SOURCE DOCUMENT
>>

Liposome Encapsulation of Muramyl Peptides for Activation of Macrophage Cytotoxic Properties

This chapter describes a microcytoxicity assay that measures the tumoricidal activity of macrophages activated by liposome-encapsulated muramyl peptides against tumor target cells prelabeled with [¹²⁵I]iododeoxyuridine ([¹²⁵I]IUdR). It discusses the advantages and disadvantages of hydrophilic and lipophilic muramyl peptide derivatives for the activation of macrophage cytotoxic properties and the techniques employed to generate appropriate phospholipid vesicles for achieving macrophage activation. The procedure to assess macrophage activation is also presented in the chapter. The activation of macrophages by liposomes containing muramyl peptides can be achieved using three different types of liposomes—namely, (1) multilamellar vesicles (MLVs), small unilamellar vesicles (SUVs), and large unilamellar/oligolamellar vesicles produced by reverse-phase evaporation (REVs). The standard method for generating MLVs involves hydrating a dry lipid film on a glass test tube or a lyophilized phospholipid mixture by vortex mixing above the gel-to-liquid crystalline transition temperature of the lipid. An extensive sonication of MLVs results in the formation of smaller unilamellar vesicles (SUVs). The reverse-phase evaporation vesicles (REVs) are formed from water-in-oil emulsions of phospholipids and buffer in an excess organic phase, followed by removal of the organic phase under reduced pressure.

<<

LISTED ENTRIES
>>

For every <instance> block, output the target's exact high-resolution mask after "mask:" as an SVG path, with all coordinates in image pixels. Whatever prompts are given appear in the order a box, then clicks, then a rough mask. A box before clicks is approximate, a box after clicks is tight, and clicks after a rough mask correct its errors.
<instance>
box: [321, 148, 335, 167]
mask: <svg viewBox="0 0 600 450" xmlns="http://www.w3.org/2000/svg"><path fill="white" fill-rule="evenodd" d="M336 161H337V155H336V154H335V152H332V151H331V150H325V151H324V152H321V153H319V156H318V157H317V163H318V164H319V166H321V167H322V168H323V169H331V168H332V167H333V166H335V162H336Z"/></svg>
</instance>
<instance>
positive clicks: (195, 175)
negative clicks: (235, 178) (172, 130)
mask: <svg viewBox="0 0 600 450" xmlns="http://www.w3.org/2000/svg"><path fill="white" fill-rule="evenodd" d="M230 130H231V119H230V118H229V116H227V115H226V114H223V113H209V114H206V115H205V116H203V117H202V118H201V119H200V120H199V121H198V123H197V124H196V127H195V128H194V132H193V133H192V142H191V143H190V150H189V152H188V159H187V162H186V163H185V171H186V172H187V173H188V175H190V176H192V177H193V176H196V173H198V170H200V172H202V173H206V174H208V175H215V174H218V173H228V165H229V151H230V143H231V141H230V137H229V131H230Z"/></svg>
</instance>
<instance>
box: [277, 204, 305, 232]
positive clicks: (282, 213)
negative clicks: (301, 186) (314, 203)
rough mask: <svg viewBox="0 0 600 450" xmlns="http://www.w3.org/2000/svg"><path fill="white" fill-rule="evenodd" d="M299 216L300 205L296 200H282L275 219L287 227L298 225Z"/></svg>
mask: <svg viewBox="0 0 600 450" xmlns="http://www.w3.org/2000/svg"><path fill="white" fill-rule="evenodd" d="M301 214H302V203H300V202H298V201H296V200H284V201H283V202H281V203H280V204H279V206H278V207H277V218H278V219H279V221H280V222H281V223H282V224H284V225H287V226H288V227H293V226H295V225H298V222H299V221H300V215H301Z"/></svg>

<<

Summarize the text above on liposome-encapsulated muramyl peptides in two sentences.

The chapter describes a microcytotoxicity assay that measures the tumoricidal activity of macrophages activated by liposome-encapsulated muramyl peptides against tumor target cells prelabeled with [¹²⁵I]IUdR. It covers the advantages and disadvantages of hydrophilic and lipophilic muramyl peptide derivatives and the methods for making the three liposome types used for activation: MLVs made by hydrating a dry lipid film, SUVs made by extensively sonicating MLVs, and REVs formed from water-in-oil emulsions after the organic phase is removed under reduced pressure.